**** Reading passage ****

Josh Warrington has come a long way since his boxing career started out in the leisure halls around Leeds back in 2009.
Ten years on from his first professional bout, Warrington screams, “People say I can’t punch” down the lens of a television camera.
It was a reference to criticism he had received prior to his second-round knockout of Sofiane Takoucht. For some, there were still question marks circling over Warrington’s technique, despite his repeated successes against established fighters.
Warrington’s frustration and anger weren’t down to just the critiques of his power, it was also as a result of his failure to secure a world title unification bout. That is very much the next thing on Warrington’s agenda as he plans to make 2020 a year to remember.
With that in mind, we take a look back at how Josh Warrington made it to this point in his career. We also preview what may be ahead for him next year and the potential fights that could get supporters juices flowing and send the sportsbook markets into flux.
Josh Warrington’s most recent win was perhaps his most impressive yet, as it sent a clear signal to potential opponents across the Atlantic.
The Fights That Made Josh Warrington
Josh Warrington started his professional career in 2009, and like many young boxers that turn pro, found the step-up to be a lot easier than he had envisaged. Warrington won all of his ten opening fights, but there was a feeling at the time that it would have been harder for him to lose some bouts, considering the quality of his opponents.
In November 2012 Warrington faced his first real test, a fight against Chris Male in Dudley for the English featherweight title. Male was certainly no prodigy, but he was an experienced fighter with a ferocious punch that had knocked out Fikret Remziev only six months prior.
A knock-out victory by Warrington may have made the headlines, but instead, the Leeds-born fighter won by unanimous decision. Over ten rounds Warrington pulled Male from pillar to post, demonstrating his technical skill, poise and guile.
This fight wasn’t just important in that it represented Warrington’s first professional title. It was important as it sent shockwaves throughout the division, signalling the arrival of a potential future champion.
In the six years that followed Warrington’s unanimous decision victory over Chris Male, there were, of course, a series of important fights. The fight against Samir Mouneimne that won the vacant Commonwealth featherweight title and the subsequent clash against Rendall Munroe that retained it.
However, the big one was always going to be a fight against Lee Selby that gave Warrington the chance to get his hands on the IBF world title. After beating Dennis Ceylan by technical knock-out in the winter of 2017, Josh Warrington turned his attentions to Lee Selby.
Speaking after the fight, he said;
“I want to get the Welshman up here. If we can make it at Elland Road, let’s have it. I’ve waited so long and now I’m there.”
Josh Warrington got his wish, in January of the following year Lee Selby arrived at Elland Road to defend his IBF belt. Lucas Radebe, The Kaizer Chiefs and thousands of animated Leeds United fans all arrived to cheer Warrington onto victory.
Ultimately their encouragement made the difference as Josh Warrington received a split-decision victory after outworking, outthinking and outpunching Selby over the course of a frantic twelve rounds.
This victory represented an arrival for Warrington, on a journey that he had started out nine years previously in dilapidated leisure centres across Yorkshire. How fitting then, that the moment be played out in Warrington’s home city in front of his fellow Leeds United fans.

****

• [Given exercise a] Report every line in the entries below that contains the word "woman".

**** Stored rows ****

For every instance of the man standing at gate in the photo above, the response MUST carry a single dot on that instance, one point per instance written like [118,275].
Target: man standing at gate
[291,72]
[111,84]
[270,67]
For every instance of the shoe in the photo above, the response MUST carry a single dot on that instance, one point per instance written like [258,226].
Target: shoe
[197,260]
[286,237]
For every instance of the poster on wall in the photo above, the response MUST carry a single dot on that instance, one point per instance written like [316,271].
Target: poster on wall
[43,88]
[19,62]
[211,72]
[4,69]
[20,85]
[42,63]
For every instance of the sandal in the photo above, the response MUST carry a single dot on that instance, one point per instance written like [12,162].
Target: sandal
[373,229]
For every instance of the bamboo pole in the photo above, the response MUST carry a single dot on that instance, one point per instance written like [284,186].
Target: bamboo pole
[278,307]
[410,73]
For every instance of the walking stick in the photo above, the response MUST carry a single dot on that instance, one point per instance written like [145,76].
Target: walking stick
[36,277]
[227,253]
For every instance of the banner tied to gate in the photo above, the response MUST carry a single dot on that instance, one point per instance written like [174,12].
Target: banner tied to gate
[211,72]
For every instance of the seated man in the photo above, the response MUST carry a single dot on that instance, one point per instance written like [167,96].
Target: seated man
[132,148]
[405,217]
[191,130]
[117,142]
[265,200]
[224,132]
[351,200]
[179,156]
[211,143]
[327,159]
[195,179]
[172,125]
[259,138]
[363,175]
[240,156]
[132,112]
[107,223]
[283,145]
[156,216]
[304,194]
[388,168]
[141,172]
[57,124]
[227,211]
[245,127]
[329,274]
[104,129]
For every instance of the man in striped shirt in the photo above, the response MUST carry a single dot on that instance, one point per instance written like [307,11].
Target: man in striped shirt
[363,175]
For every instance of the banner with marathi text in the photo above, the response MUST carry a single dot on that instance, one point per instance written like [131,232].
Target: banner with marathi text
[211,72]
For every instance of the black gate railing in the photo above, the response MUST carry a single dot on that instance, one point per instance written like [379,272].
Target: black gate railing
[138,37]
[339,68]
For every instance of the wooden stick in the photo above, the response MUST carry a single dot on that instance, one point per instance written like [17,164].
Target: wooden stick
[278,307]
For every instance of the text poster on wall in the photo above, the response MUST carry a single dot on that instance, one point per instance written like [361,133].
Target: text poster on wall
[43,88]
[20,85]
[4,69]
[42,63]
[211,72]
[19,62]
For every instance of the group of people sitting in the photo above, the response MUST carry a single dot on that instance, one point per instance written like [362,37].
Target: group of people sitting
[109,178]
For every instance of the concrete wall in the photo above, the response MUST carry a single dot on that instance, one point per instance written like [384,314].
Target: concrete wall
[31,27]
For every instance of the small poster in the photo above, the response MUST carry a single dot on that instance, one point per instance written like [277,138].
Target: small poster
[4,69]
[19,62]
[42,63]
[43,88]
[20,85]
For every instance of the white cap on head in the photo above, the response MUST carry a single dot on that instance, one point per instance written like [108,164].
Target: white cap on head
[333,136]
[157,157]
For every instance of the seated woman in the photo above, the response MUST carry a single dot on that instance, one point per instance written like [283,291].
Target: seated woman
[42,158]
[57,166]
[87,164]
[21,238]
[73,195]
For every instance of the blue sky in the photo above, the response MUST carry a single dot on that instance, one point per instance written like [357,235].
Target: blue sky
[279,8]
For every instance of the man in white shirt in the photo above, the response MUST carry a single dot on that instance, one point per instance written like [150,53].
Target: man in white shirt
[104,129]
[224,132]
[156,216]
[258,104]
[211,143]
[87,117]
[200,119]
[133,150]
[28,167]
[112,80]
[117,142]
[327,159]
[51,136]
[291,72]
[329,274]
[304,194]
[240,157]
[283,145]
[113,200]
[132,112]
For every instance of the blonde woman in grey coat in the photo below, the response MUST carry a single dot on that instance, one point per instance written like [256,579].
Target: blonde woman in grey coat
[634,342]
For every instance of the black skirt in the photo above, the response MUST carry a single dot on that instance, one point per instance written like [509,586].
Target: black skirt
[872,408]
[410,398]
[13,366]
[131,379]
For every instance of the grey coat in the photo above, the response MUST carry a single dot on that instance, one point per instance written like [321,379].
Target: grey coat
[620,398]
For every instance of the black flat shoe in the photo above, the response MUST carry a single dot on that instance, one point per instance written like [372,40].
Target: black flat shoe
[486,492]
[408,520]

****

• [Given exercise b] Decide whether each statement agrees with the article on Josh Warrington, answering yes or no and quoting the words from the article that settle it: (i) Warrington won each of his first ten professional fights. (ii) Warrington beat Chris Male by knockout. (iii) Lee Selby defended his IBF belt against Warrington at Elland Road.

• [Expected answer a]
For every instance of the seated woman in the photo above, the response MUST carry a single dot on that instance, one point per instance written like [283,291].
Target: seated woman
For every instance of the blonde woman in grey coat in the photo below, the response MUST carry a single dot on that instance, one point per instance written like [256,579].
Target: blonde woman in grey coat

• [Expected answer b]
(i) Yes: "Warrington won all of his ten opening fights"
(ii) No: "instead, the Leeds-born fighter won by unanimous decision"
(iii) Yes: "Lee Selby arrived at Elland Road to defend his IBF belt"